▶ _Stated problem_: Update the entries below by changing the word "segment" to "outline" wherever it occurs, leaving everything else unchanged.

▶ _Records shown_:
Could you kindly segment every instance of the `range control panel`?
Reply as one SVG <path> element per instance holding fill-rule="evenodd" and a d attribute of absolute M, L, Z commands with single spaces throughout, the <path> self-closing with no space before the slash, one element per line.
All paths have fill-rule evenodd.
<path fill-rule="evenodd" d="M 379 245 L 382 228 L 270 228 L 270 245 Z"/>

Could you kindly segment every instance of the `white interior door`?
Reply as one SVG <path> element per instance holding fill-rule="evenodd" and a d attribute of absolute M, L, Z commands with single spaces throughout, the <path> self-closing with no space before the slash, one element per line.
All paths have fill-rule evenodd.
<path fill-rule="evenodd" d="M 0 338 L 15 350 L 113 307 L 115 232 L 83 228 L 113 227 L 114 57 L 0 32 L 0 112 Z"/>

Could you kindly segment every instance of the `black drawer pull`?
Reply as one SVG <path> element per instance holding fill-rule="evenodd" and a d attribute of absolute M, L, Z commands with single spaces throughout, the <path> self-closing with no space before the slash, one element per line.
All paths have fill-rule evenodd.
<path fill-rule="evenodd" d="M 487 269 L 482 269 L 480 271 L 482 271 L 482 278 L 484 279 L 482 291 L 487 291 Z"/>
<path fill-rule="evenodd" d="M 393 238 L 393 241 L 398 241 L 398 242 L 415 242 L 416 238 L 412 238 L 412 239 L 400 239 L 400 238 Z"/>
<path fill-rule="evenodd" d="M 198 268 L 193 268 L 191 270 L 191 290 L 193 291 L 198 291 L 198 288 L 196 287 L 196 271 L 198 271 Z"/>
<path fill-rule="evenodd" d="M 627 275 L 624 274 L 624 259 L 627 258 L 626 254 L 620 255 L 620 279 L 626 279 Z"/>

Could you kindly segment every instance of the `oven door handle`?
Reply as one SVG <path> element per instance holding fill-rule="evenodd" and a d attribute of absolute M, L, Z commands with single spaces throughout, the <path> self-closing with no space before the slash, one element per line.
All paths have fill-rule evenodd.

▶ _Written reply_:
Could you kindly outline every instance of the `range control panel`?
Reply as one SVG <path> element per instance holding fill-rule="evenodd" and a d attribute of absolute M, L, Z commands with single spaces throughout, the <path> self-closing with no space before the slash, one element per line.
All paths have fill-rule evenodd.
<path fill-rule="evenodd" d="M 379 245 L 382 228 L 270 228 L 270 245 Z"/>

Could you kindly outline every instance of the `white interior door`?
Reply as one SVG <path> element per instance holding fill-rule="evenodd" and a d attribute of absolute M, L, Z commands with single spaces throughout, the <path> self-closing with no space before the slash, one element per line.
All paths have fill-rule evenodd.
<path fill-rule="evenodd" d="M 0 338 L 15 350 L 113 307 L 115 232 L 83 228 L 113 227 L 114 57 L 0 32 L 0 112 Z"/>

Could you kindly outline every instance of the `black drawer pull`?
Reply as one SVG <path> element per instance holding fill-rule="evenodd" and a d attribute of absolute M, L, Z commands with single spaces throughout, the <path> self-closing with no space before the slash, one element per line.
All paths have fill-rule evenodd.
<path fill-rule="evenodd" d="M 487 269 L 482 269 L 480 271 L 482 271 L 482 278 L 484 279 L 482 291 L 487 291 Z"/>
<path fill-rule="evenodd" d="M 393 238 L 393 241 L 398 241 L 398 242 L 415 242 L 416 238 L 412 238 L 412 239 L 400 239 L 400 238 Z"/>
<path fill-rule="evenodd" d="M 198 268 L 193 268 L 191 270 L 191 290 L 193 291 L 198 291 L 198 288 L 196 287 L 196 271 L 198 271 Z"/>
<path fill-rule="evenodd" d="M 627 275 L 624 274 L 624 259 L 627 258 L 626 254 L 620 255 L 620 279 L 626 279 Z"/>

Could you kindly outline every instance of the `oven door handle`?
Reply as one SVG <path> element per instance holding fill-rule="evenodd" and a d attribute of absolute M, L, Z commands with single spaces throughout, the <path> self-closing with no space before the slash, one element per line.
All paths have fill-rule evenodd.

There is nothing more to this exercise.